Comments:  These came out just like my skinless turkey breasts, but with the brining the texture was perfect for slicing, nice color, moistness was great and the seasoning layer was tender.  Like the half-bird, the saltiness was not overboard, but backing off  from 150 grams to 125 grams will be my next experiment.


----------



## thirdeye (Jul 8, 2020)

Here is Update #2 to this technique.  I reduced the salt from Update #1  from 150 grams to 125 grams, slightly lowered the sugar, and changed my cold smoke time to 75 minutes.    I think I have found my sweet spot for Pop's Brine on chicken.  Brine time was about 15 or 16 hours. 

1 gallon of water
125 grams canning salt 
25 grams white sugar
25 grams brown sugar
20 grams Cure #1 (heaping tablespoon)
3/4 teaspoon black pepper 

The photo is kind of deceiving because I removed the breast fillets from the carcass and also removed the skin.  The thighs are also skinless, but I left the skin on the lollipops and the wings.  When I took this picture the breasts were 159° so they came off.  There is chicken broth and some butter in the pan with the dark meat, it continued for another 20 minutes, then I covered the pan until the internal was 190°.  The wings stayed on the entire time so the skin could get really crispy.

**Excerpted records:**
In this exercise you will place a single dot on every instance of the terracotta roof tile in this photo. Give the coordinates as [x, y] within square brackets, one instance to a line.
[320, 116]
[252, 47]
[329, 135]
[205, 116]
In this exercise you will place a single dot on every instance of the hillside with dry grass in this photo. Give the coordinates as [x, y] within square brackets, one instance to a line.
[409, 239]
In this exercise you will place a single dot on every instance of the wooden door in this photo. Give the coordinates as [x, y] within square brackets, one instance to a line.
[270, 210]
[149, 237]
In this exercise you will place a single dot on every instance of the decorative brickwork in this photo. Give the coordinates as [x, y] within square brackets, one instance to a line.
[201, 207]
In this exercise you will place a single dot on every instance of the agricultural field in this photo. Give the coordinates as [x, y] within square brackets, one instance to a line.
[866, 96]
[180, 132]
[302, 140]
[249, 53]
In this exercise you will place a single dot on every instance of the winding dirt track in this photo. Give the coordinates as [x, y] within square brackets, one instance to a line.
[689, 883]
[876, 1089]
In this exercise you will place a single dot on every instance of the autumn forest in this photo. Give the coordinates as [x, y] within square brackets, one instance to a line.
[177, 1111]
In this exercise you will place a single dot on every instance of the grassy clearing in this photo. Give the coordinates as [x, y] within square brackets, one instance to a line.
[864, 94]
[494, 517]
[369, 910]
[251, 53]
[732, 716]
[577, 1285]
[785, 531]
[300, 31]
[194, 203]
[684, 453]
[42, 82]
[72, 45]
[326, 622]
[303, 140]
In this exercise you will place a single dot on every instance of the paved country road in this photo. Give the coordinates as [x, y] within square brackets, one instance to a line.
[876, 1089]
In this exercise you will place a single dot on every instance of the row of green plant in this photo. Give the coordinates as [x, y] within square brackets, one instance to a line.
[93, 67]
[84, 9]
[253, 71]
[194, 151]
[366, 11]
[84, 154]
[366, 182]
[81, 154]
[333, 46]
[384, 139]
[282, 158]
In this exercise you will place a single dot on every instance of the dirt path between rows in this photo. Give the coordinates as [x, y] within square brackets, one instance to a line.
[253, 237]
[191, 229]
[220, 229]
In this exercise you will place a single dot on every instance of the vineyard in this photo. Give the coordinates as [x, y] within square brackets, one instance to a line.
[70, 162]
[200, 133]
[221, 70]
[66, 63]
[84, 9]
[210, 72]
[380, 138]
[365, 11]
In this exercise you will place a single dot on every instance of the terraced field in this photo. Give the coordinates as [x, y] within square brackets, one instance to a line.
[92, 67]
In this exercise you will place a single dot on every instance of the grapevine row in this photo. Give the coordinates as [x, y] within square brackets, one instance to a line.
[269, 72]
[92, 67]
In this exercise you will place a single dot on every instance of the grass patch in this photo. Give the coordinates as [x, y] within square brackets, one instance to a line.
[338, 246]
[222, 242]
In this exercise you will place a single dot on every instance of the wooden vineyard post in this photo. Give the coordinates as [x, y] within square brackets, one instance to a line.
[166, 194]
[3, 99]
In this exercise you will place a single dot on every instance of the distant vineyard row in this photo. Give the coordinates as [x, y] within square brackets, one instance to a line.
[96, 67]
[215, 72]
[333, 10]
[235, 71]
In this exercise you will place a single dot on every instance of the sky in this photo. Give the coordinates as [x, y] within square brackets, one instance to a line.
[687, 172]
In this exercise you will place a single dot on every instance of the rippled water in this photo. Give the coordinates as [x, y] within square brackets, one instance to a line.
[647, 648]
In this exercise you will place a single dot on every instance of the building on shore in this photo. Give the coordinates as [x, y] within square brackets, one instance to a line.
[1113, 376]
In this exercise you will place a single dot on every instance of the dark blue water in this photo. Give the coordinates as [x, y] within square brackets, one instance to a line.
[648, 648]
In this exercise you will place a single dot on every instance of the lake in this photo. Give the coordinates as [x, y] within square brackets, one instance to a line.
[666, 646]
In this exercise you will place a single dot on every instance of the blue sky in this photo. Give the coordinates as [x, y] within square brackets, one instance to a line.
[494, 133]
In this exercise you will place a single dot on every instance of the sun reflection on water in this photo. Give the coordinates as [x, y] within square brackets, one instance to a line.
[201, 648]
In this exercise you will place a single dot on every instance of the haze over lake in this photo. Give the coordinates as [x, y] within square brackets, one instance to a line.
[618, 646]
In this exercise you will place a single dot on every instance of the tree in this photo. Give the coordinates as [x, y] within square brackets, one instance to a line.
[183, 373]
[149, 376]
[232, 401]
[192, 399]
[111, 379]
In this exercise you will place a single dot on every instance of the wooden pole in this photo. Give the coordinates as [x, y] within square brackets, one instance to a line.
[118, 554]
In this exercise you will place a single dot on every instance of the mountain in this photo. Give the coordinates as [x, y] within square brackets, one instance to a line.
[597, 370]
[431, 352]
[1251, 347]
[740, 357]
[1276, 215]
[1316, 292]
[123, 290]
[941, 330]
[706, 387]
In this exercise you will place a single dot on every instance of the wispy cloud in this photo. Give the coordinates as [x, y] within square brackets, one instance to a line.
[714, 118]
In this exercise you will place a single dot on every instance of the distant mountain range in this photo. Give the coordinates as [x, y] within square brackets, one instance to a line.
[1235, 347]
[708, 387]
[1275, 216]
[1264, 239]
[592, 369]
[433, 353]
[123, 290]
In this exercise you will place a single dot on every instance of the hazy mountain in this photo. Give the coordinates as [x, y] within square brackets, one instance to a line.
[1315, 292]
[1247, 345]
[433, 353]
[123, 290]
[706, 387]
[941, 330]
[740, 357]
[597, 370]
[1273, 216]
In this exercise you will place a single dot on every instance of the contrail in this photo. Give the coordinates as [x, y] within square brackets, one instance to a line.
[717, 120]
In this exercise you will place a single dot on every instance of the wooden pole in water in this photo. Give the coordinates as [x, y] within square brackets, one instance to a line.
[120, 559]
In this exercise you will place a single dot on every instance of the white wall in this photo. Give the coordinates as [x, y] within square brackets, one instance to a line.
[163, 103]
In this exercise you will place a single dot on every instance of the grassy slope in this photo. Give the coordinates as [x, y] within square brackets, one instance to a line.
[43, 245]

**Stated problem 1:** List every ingredient of the brine given in the chicken brine excerpt, with its stated quantity.
**Stated problem 2:** From the chicken brine excerpt, quote the passage that runs from "## thirdeye (Jul" to "#1 (heaping tablespoon)".
The rows play no part in this exercise.

**Correct result 1:**
1 gallon of water
125 grams canning salt
25 grams white sugar
25 grams brown sugar
20 grams Cure #1 (heaping tablespoon)
3/4 teaspoon black pepper

**Correct result 2:**
## thirdeye (Jul 8, 2020)

Here is Update #2 to this technique.  I reduced the salt from Update #1  from 150 grams to 125 grams, slightly lowered the sugar, and changed my cold smoke time to 75 minutes.    I think I have found my sweet spot for Pop's Brine on chicken.  Brine time was about 15 or 16 hours. 

1 gallon of water
125 grams canning salt 
25 grams white sugar
25 grams brown sugar
20 grams Cure #1 (heaping tablespoon)